Dataset entries:
════

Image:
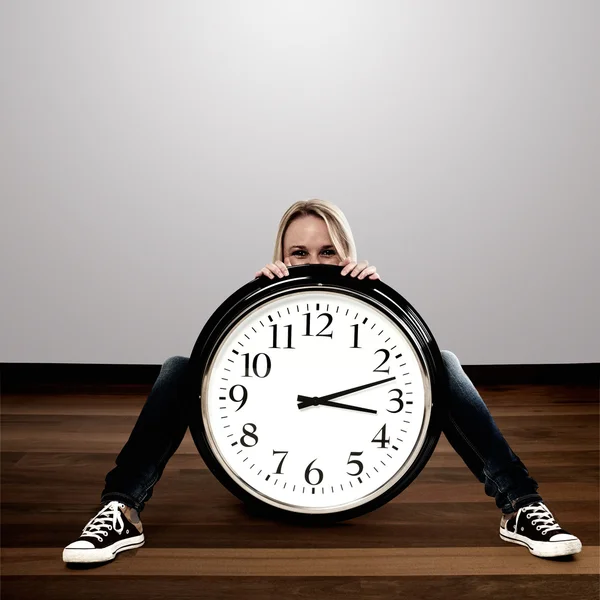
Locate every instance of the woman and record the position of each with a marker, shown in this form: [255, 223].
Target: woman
[316, 232]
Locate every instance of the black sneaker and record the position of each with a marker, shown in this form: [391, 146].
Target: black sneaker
[107, 534]
[534, 526]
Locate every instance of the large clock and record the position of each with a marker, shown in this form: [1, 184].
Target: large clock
[316, 396]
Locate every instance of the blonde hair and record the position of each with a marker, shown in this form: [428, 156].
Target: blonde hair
[337, 226]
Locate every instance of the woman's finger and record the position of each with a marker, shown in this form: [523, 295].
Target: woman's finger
[361, 266]
[349, 266]
[368, 271]
[282, 267]
[275, 269]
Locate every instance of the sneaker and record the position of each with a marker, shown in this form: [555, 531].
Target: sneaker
[534, 526]
[107, 534]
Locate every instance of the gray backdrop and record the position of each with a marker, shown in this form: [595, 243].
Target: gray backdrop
[148, 150]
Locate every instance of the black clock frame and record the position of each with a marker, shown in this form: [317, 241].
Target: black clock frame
[262, 289]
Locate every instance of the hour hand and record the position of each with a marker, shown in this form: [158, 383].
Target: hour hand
[305, 401]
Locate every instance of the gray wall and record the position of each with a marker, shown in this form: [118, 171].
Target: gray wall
[148, 150]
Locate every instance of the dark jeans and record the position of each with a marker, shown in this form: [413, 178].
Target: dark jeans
[469, 428]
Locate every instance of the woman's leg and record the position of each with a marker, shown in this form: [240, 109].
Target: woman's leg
[473, 433]
[157, 434]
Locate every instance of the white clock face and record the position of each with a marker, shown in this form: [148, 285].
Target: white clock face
[270, 416]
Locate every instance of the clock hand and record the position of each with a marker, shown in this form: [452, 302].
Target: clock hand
[305, 402]
[351, 390]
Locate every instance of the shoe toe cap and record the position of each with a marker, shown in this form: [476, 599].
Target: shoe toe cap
[80, 545]
[562, 537]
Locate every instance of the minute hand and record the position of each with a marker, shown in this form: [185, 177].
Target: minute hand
[356, 389]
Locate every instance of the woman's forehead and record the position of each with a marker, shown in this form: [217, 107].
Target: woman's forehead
[307, 230]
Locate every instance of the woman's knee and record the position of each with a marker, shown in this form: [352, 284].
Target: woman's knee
[175, 365]
[451, 361]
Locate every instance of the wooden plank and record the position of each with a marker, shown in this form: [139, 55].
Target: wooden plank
[281, 562]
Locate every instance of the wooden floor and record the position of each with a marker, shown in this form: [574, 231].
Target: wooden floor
[438, 539]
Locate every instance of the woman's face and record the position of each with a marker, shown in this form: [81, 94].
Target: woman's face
[307, 242]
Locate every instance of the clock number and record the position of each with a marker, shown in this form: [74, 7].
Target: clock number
[358, 464]
[355, 336]
[289, 328]
[255, 365]
[400, 403]
[387, 356]
[251, 434]
[320, 334]
[284, 452]
[242, 399]
[310, 469]
[382, 440]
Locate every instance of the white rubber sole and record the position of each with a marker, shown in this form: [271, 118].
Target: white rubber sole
[543, 549]
[91, 555]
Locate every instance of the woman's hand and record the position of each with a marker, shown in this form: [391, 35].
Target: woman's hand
[277, 268]
[361, 269]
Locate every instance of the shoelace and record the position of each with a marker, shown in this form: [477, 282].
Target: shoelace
[110, 517]
[539, 513]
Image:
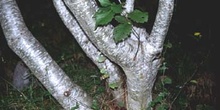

════

• [Task to complete] Each record is to be written out exactly. No picture goes in.

• [Response to this task]
Image:
Locate every instance of the woman and record the position of each with a marker, shown in this form: [255, 223].
Target: woman
[316, 232]
Locate every instance of the black sneaker and record the position of each with a marker, shown in this form: [391, 146].
Target: black sneaker
[107, 534]
[534, 526]
Locate every instance of the large clock and record the position of each with a marker, shown in this form: [1, 184].
Target: large clock
[316, 396]
Locate every instance of the blonde hair and record the position of each with a marker, shown in this form: [428, 156].
Target: blonde hair
[337, 226]
Locate every instance of the woman's finger and record the position of each with a marker, shown in this form: [523, 295].
Target: woman's finger
[361, 266]
[349, 266]
[368, 271]
[282, 267]
[275, 269]
Locate every instance of the sneaker and record the position of each with a marker, shown in this form: [555, 531].
Target: sneaker
[534, 526]
[107, 534]
Locate every instance of the gray backdrop and record the position of each with a marker, shown in this form: [595, 243].
Target: gray backdrop
[148, 150]
Locate every instance of the black clock frame and record the position of each with a marker, shown in this form: [317, 241].
Target: black clock frame
[262, 289]
Locate every instance of the hour hand and record the position of each with a marker, shown in this form: [158, 383].
Target: hour hand
[305, 401]
Locate every instance of the gray wall and record the position of each with a marker, shown in this form: [118, 171].
Target: gray wall
[148, 150]
Locate every instance of the dark jeans and record the position of each with a marker, shown in this form: [413, 178].
Target: dark jeans
[469, 428]
Locate every instance of the woman's leg and record the position of each with a marker, shown in this form: [240, 109].
Target: woman's leg
[473, 433]
[157, 434]
Locate every instance of the white clock face and record the position of each with a marker, shown in this form: [148, 285].
Target: white clock face
[270, 416]
Locate every instance of the clock hand and record the position of each with a marker, shown in this form: [452, 302].
Target: clock hand
[305, 402]
[351, 390]
Locate every instance of the shoe toe cap and record the position of each with a marker, shown in this form: [476, 599].
Target: shoe toe cap
[80, 545]
[562, 537]
Locate every instance of the minute hand and record the position of each with a marker, shown in this form: [185, 177].
Target: minute hand
[356, 389]
Locate every instance of the woman's forehead and record the position of each with a marker, shown in this form: [217, 107].
Target: woman's forehead
[307, 230]
Locate every instance of the woman's knee and record the position of each with a marker, shown in this form: [352, 284].
Target: woman's knee
[175, 365]
[451, 361]
Locate every instance of the wooden plank and record the position of each with a marker, shown in this form: [139, 55].
Target: wooden plank
[281, 562]
Locate every instance of the wooden floor and record the position of each with a marker, shown in this form: [574, 231].
Target: wooden floor
[438, 539]
Locate every instance of the woman's face and record the position of each with a marker, shown in this form: [81, 94].
Target: woman's face
[307, 242]
Locate every instance of the clock number and record the position of each with a marker, shown in this form: [74, 7].
Target: clock number
[358, 464]
[355, 336]
[289, 328]
[255, 365]
[400, 403]
[387, 356]
[251, 434]
[320, 334]
[284, 452]
[242, 399]
[310, 469]
[382, 440]
Locate every instance of the white rubber sole and record the position of each with a marker, shown in this form: [271, 118].
Target: white rubber sole
[543, 549]
[91, 555]
Locate every instance of the woman's hand and record the position of each with a marker, shown in this form: [391, 35].
Target: woman's hand
[277, 268]
[361, 269]
Locate every instance of the shoelace and record the position of each with a marker, shown in this form: [477, 282].
Target: shoelace
[110, 517]
[539, 513]
Image:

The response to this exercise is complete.